- _Excerpted data_
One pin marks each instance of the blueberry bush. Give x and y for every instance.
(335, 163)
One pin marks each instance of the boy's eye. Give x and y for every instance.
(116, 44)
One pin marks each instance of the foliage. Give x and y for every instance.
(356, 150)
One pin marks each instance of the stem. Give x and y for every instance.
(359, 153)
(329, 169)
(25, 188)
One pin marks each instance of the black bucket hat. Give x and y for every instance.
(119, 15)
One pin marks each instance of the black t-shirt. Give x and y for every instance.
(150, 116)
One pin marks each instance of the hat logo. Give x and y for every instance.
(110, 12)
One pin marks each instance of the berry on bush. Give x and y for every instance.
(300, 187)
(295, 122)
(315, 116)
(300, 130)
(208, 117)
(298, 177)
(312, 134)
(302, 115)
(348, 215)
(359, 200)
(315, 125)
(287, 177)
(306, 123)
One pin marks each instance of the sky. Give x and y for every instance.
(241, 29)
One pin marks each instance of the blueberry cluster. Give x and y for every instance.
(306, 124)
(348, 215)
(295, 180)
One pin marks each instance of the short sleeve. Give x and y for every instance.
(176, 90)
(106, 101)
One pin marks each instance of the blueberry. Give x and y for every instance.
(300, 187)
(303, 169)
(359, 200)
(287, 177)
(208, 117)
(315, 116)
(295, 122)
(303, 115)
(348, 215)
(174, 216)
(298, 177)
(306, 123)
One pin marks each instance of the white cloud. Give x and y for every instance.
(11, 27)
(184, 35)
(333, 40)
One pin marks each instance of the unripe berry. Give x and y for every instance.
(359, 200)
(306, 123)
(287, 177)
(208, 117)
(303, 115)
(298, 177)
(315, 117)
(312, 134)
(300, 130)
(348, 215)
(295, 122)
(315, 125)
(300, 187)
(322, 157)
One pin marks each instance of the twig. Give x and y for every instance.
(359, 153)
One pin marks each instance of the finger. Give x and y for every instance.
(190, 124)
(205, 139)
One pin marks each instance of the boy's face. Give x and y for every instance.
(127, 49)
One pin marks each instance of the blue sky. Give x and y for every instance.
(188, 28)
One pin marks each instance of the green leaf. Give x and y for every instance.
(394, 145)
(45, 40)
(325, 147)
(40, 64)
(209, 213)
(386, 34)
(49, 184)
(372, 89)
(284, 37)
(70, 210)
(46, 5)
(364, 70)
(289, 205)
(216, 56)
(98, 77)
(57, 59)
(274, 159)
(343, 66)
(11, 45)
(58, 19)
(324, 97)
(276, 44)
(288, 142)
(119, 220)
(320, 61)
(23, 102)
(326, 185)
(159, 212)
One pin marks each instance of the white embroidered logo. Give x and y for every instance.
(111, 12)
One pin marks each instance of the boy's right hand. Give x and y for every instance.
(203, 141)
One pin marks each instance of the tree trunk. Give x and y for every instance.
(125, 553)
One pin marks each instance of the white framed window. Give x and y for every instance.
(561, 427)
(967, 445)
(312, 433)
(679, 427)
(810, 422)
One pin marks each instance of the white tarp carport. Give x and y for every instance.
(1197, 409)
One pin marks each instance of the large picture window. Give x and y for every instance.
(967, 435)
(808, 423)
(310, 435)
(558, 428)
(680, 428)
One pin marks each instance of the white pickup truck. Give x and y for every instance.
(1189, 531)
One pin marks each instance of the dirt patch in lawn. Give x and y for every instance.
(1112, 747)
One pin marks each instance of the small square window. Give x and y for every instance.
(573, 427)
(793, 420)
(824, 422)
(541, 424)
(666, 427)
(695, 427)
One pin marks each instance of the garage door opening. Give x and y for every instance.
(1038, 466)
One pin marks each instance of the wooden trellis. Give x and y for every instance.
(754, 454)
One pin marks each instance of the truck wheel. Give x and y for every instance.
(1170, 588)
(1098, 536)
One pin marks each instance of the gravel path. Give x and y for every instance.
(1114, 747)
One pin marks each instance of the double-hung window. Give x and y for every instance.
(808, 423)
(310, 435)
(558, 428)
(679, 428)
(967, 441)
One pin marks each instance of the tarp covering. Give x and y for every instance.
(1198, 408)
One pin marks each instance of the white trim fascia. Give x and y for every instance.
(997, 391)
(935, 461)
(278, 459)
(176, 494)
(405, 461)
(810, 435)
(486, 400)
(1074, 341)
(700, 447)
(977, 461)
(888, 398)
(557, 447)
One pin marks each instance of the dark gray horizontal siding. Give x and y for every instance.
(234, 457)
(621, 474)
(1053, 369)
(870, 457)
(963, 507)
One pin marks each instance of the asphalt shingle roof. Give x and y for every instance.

- _Written task_
Starting at the line that contains "One pin marks each instance of the large", quote each remaining line of the entries above, unchanged.

- _The output_
One pin marks each instance of the large picture window. Give x and y for every instance.
(967, 435)
(808, 423)
(310, 435)
(558, 428)
(680, 428)
One pin marks each instance of the white pickup truck. Give x and y for every instance.
(1189, 531)
One pin marks each instance of the dirt patch in lawn. Give x and y for every instance.
(1112, 747)
One pin marks each instance of the small square window. Give x and y for every instance.
(573, 427)
(793, 420)
(824, 422)
(541, 424)
(666, 427)
(695, 427)
One pin marks each instance of the garage door opening. Give x and y for every instance.
(1038, 466)
One pin marks each instance of the wooden trellis. Give x and y for every instance.
(754, 454)
One pin marks each instance of the truck wheel. Give x and y for every instance.
(1170, 588)
(1098, 536)
One pin marks each instance of the gravel path. Give x and y for every instance.
(1114, 747)
One pin marks each instance of the double-hung window. Give x and y for every instance.
(808, 423)
(310, 435)
(558, 428)
(679, 428)
(967, 441)
One pin marks each instance of the tarp covering. Give x and y for every instance.
(1198, 408)
One pin marks each instance of the white trim fascia. Give x and y for every instance.
(997, 391)
(935, 461)
(278, 459)
(176, 494)
(405, 461)
(810, 435)
(486, 400)
(1074, 341)
(700, 447)
(977, 461)
(888, 398)
(557, 447)
One pin marks each instance of the dark gray horizontal siding. Give x and y for every instance.
(234, 457)
(621, 474)
(1053, 369)
(870, 457)
(963, 507)
One pin marks each instance of the asphalt shingle roof. Give x and y for every instance.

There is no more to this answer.